- [Exercise brief]: Give back, unchanged, the lines from the one containing "column 323, row 449" to the end of the listing, inclusive of both.

Data in this exercise Block Start

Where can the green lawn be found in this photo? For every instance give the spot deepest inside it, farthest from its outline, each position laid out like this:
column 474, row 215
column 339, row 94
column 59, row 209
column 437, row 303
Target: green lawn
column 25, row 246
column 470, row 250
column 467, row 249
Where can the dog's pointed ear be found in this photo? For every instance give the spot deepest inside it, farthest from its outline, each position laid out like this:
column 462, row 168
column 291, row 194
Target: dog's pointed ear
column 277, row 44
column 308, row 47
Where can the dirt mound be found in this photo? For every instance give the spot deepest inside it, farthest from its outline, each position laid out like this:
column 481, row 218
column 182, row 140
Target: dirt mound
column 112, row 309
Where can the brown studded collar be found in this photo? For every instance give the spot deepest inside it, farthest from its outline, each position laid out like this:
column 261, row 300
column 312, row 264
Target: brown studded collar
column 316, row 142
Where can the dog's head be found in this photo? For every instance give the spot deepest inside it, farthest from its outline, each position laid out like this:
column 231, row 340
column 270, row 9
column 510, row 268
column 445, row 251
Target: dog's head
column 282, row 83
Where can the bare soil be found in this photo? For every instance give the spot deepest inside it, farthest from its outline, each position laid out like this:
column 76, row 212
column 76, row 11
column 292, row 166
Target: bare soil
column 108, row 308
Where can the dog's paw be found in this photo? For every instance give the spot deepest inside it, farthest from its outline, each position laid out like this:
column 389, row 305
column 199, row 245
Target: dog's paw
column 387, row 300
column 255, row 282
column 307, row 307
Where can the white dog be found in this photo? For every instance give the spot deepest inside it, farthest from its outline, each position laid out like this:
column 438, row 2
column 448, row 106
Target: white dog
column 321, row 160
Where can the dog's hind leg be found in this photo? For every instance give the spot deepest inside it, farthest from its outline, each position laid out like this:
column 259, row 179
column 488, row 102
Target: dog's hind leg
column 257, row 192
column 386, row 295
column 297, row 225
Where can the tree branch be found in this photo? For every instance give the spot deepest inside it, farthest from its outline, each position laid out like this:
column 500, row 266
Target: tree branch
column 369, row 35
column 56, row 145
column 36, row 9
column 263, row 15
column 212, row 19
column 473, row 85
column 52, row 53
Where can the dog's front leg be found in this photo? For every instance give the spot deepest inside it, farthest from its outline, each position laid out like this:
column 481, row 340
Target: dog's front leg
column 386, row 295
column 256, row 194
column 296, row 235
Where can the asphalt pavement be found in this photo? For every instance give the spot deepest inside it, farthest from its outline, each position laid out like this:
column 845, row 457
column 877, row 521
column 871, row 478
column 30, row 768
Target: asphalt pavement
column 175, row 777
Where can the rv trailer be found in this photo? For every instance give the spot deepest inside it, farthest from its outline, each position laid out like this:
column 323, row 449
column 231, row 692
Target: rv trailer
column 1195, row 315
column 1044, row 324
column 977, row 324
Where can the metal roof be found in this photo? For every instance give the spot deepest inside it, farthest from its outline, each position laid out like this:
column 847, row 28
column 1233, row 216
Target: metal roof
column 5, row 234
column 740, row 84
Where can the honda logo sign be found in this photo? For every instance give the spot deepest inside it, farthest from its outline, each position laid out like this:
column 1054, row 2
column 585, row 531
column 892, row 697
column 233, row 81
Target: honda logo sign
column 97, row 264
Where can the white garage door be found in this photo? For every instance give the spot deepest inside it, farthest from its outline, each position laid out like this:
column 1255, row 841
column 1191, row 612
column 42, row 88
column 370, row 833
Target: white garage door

Data in this exercise Block End

- [Reply to the exercise]:
column 323, row 449
column 231, row 692
Target: rv trailer
column 1195, row 315
column 1044, row 324
column 977, row 324
Where can the metal roof be found in this photo? For every instance give the spot deepest inside it, farthest from its outline, each position laid out like this:
column 847, row 28
column 1233, row 216
Target: metal roof
column 5, row 234
column 740, row 84
Where can the honda logo sign be found in this photo? For every instance give the spot deepest inside it, farthest from its outline, each position laid out like this:
column 1054, row 2
column 585, row 531
column 892, row 697
column 233, row 81
Target: honda logo sign
column 97, row 264
Where can the white garage door be found in this photo? For every instance give the spot deepest inside it, farthest from its outline, each position laid out like this:
column 1255, row 841
column 1191, row 612
column 42, row 88
column 370, row 833
Target: white garage door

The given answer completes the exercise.